#### Extrait du document ####
En quoi la distribution du livre peut-elle menacer le patrimoine culturel ?

Par Axel Goehler, Newmex Consulting Group et consul honoraire du Royaume hachémite de Jordanie Traduit par Laurence Kiefé

La littérature de jeunesse du Monde arabe, en pleine expansion dans la région, peine à trouver sa place sur le marché mondial. Les livres traversent difficilement les frontières régionales et internationales, ce qui pénalise fortement les ventes ; l’absence d’un réseau de distribution a un impact direct sur le rendement financier de la chaîne du livre arabe. Axel Goehler propose ici sa lecture de la situation, basée sur des études réalisées par une société de consultants spécialisée dans les problèmes stratégiques des marchés arabes.

Le problème de la distribution du livre dans les pays arabes aujourd’hui

Un marché potentiellement vaste mais mal desservi

Le marché du livre arabe offre des possibilités commerciales fabuleuses avec plus de 300 millions de lecteurs potentiels parlant la même langue. Cependant, faute d’un système de distribution efficace, les auteurs, les détaillants et les lecteurs ne profitent que d’une petite partie de ce marché. Sans catalogue en ligne des livres disponibles offrant, par exemple, un résumé bilingue arabe/anglais1des contenus pour les titres référencés, des renseignements sur l’auteur, un numéro ISBN et les données de l’éditeur, on a du mal à savoir quels sont les livres disponibles, les délais de livraison et le prix au détail incluant les coûts logistiques. Dans le Monde arabe, pareilles informations ne sont pas accessibles de façon centralisée et détaillée. Au contraire, l’identification des titres est pénible et difficile. En outre, les renseignements importants sur le plan logistique, comme le poids et la taille du livre, ainsi que les conditions de vente sont introuvables. Il est quasiment impossible de déterminer le prix CIF2 d’un livre arabe.
#### Enregistrements fournis ####
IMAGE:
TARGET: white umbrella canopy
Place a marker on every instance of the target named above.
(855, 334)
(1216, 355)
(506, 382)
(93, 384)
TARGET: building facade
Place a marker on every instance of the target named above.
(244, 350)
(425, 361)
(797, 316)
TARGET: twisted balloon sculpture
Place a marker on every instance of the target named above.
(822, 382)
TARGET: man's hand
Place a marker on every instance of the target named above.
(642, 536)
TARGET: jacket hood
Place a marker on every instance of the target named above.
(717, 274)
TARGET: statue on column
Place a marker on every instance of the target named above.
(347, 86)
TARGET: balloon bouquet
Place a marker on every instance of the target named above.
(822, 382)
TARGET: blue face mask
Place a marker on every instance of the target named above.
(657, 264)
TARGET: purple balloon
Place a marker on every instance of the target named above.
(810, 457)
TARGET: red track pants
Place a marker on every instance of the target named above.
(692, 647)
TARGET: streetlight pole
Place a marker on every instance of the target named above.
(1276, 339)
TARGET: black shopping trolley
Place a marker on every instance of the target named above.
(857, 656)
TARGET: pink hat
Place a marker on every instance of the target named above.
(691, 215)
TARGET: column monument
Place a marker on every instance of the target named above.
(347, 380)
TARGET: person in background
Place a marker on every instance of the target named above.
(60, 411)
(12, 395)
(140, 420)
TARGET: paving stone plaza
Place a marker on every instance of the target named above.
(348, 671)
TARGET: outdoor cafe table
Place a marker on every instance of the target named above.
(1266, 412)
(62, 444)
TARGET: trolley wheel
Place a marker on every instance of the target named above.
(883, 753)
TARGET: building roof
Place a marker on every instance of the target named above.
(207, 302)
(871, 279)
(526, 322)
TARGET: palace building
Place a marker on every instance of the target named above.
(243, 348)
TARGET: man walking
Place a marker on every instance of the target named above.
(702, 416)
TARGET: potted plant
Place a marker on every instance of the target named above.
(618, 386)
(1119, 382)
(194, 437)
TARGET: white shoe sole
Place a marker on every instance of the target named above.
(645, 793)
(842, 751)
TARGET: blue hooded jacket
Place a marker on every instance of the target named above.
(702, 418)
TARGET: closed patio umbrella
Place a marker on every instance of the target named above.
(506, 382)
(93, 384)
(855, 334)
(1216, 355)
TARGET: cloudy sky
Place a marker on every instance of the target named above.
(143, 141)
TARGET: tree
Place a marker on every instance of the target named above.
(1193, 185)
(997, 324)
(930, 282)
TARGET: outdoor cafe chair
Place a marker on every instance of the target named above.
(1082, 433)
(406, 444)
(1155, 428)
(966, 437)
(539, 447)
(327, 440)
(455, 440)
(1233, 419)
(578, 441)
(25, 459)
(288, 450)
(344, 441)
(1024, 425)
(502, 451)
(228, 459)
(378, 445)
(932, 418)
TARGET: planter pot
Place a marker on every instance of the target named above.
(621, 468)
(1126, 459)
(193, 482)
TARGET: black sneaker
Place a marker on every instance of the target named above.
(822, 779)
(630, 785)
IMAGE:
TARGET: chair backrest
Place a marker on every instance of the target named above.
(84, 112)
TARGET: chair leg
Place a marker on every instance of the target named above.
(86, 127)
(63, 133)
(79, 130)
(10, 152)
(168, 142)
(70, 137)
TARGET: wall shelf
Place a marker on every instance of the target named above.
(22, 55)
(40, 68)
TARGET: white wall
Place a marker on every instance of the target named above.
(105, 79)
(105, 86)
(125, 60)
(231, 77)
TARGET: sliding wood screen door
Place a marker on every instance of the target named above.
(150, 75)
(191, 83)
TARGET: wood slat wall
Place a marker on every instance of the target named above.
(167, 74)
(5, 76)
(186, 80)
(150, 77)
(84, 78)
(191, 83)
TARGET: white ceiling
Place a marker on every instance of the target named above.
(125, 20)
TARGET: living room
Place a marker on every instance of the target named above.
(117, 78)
####
• Consigne: Rédigez la suite de l'extrait consacré à la distribution du livre dans les pays arabes, en reprenant juste après sa dernière phrase.

• Réponse rédigée:
Des Foires comme lieux de vente au détail

Dans le Monde arabe, les ventes au détail se font principalement dans les Foires du livre. Ces Foires ressemblent donc davantage à des bazars qu’à des rencontres professionnelles dédiées aux relations d’affaires. Les éditeurs, les distributeurs et les écrivains y apportent des piles de livres qu’ils proposent sur des étagères ployant sous la marchandise. Il y a trois ans, la Foire d’Abou Dhabi (ADIBF)3 a conclu une alliance stratégique avec la Foire de Francfort afin de créer une plate-forme d’échanges professionnels pour l’industrie du livre arabe. Mais, l’ADIBF mise à part, il n’existe aucun organisme institutionnel où les différents partenaires peuvent se rencontrer, conclure des accords et discuter de sujets comme l’échange de copyrights, la prévention du piratage et les restrictions imposées par la censure. Si on compare l’industrie du livre arabe à celles de l’Allemagne, de l’Amérique du nord, de l’Angleterre ou de la France, à l’évidence, elle est encore loin de l’âge d’or — on a plutôt l’impression qu’elle en est restée au Moyen-âge.

Promouvoir le patrimoine arabe écrit

S’ils veulent éviter la disparition progressive du patrimoine arabe écrit, les professionnels du marché arabe doivent réagir maintenant. Sinon, le lectorat international, comme celui des pays arabes, perdra tout intérêt pour la production locale. À la longue, les œuvres des auteurs arabes courent le danger de disparaître totalement au profit d’une production internationale d’ores et déjà disponible dans les centres-villes, les aéroports ou les librairies importantes situées près des écoles et des universités.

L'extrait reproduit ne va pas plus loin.